### Goal:
Recast the material below as a two-column CSV with the headers instruction and points. Give one row for each "The component shall put a dot" line together with the points beneath it, putting each in a single quoted field and replacing line breaks with spaces.

Items from a dataset
____

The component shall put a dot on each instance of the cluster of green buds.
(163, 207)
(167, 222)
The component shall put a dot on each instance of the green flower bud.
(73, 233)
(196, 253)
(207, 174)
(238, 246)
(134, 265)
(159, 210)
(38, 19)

____

### Result:
instruction,points
"The component shall put a dot on each instance of the cluster of green buds.","(163, 207) (167, 222)"
"The component shall put a dot on each instance of the green flower bud.","(73, 233) (196, 253) (207, 174) (238, 246) (134, 265) (159, 210) (38, 19)"